◆ Problem details ◆
Copy out all of the material below word for word, leaving out the pictures.
-- BEGIN Data entries --
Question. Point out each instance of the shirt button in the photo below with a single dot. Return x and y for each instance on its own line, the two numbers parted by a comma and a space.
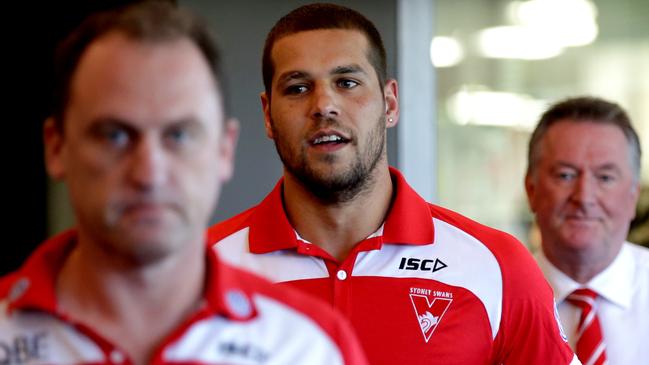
341, 275
116, 357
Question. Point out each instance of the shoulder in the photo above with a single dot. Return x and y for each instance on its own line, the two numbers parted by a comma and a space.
304, 320
640, 255
229, 226
512, 255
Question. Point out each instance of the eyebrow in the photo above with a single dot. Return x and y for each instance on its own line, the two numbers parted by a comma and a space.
348, 69
339, 70
605, 166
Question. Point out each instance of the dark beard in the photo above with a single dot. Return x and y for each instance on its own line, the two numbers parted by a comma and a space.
344, 187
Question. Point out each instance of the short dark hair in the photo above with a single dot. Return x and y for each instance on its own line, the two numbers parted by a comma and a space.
324, 16
585, 109
149, 21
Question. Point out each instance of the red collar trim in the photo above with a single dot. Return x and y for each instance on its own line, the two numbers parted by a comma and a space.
33, 285
270, 229
409, 220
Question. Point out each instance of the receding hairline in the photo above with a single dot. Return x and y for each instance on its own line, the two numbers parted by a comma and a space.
537, 150
367, 53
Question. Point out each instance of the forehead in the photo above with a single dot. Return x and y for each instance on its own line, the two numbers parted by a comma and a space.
585, 142
142, 79
320, 50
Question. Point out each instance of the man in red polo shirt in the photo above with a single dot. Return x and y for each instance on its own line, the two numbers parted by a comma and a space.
140, 138
420, 284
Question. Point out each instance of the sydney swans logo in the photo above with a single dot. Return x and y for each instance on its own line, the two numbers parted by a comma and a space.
429, 314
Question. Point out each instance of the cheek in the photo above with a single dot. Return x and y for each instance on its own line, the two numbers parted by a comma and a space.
621, 204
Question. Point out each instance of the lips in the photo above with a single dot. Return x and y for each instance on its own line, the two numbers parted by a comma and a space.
329, 137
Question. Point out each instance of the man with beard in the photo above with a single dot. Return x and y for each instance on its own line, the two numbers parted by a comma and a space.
139, 136
420, 284
582, 183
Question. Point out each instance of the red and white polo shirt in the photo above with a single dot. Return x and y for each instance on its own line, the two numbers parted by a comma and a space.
244, 320
429, 287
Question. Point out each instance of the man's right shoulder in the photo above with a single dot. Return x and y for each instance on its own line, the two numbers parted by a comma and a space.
229, 226
306, 314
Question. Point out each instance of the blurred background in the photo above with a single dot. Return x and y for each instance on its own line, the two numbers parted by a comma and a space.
474, 77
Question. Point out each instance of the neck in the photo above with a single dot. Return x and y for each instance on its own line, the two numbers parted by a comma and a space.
579, 264
133, 306
338, 227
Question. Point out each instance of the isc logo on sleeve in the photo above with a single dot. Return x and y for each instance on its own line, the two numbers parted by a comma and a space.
412, 263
-- END Data entries --
◆ Reply to the exercise ◆
Question. Point out each instance of the shirt button in the photo below with a single dot. Return x and y for each instance on its own line, the two numbers parted by a comma and a space.
341, 275
116, 357
Question. Point out each instance of the shoulder in the photo above with a single dot. Return x and y for each instance on its own line, the two numbers parted by a comma and a space.
304, 320
640, 255
229, 226
512, 255
Question. Point out each instance of the eyebrow in the photo above with a single dot. Return x and y for each instance on its own line, the two numbers parted by a comma and a space.
348, 69
339, 70
605, 166
Question. Point out each instance of the dark beard in the photo above with a single dot. Return x and y for each instance on its own line, the two numbers parted by a comma and a space.
344, 187
Question. Point out each instance of the short dark hair in the photo above with a single dot. Return x and y for each instance on its own line, the two numbers parted by a comma and a space.
324, 16
585, 109
149, 21
Question. Point out each instance of the red collar trim in the photo above with a single dot. Return x and y for each instance on its own line, the two numbers parted by a comma and a space.
33, 285
270, 229
409, 220
Question. Point out each instance of the receding hairline in the photo above with a single dot. Return x and y for each instance on its own line, the two numbers parted by a comma and a space.
537, 150
367, 53
Question. Point out each instance of the forehead in the photo above with a single dot. Return x and y for each instance on its own line, the two numbers parted by a comma and a space.
585, 142
142, 79
320, 50
Question. Point out each instance of the man in red polo shirt in the photo above with a single dot. Return x and y for each instance on its own line, the two numbers parted by a comma and a space.
140, 138
420, 284
Question. Point out each instance of the sydney swans logo in the photo above with a single dot. Return x and y for each instance on its own line, the two numbers parted by a comma and a space.
429, 314
Question. Point out each instance of the cheek in the photo above with a single dot. Return x and y for each instance on its own line, the two numbers parted by a comma and a space.
621, 204
Question. Point out each instance of the lips in the photo above with a single dot. Return x and y for each instance on its own line, the two numbers parted by a comma and a space.
329, 137
Question. Point out each instance of the man with beard in the photo above with a single dot. Return x and y for each instance on its own line, the two numbers parted by a comma and a space.
139, 136
420, 284
582, 183
Question. Point out each instance of the red and white polo shirt in the photo above with a single dot. Return x and y for each instance on its own line, the two numbers parted by a comma and a space.
244, 320
429, 287
Question. Point out each instance of the man's right shoulder in the photo above with a single dot. Return x and y for each instance on its own line, the two numbers parted by a comma and a space.
229, 226
306, 314
Question. Point out each instance of the blurred background in the photo above with a single dot. Return x and y for each instance on its own line, the two numbers parted by a comma and a space.
474, 77
Question. Point out each instance of the neck in the photo above with a single dot. Return x and y for each instance on its own line, the two numbers parted by a comma and a space.
579, 264
133, 306
338, 227
Question. Point out each instance of the isc logo on sleeve in the photo above with a single dot. Return x and y for each instance on its own line, the two numbers parted by a comma and a space.
412, 263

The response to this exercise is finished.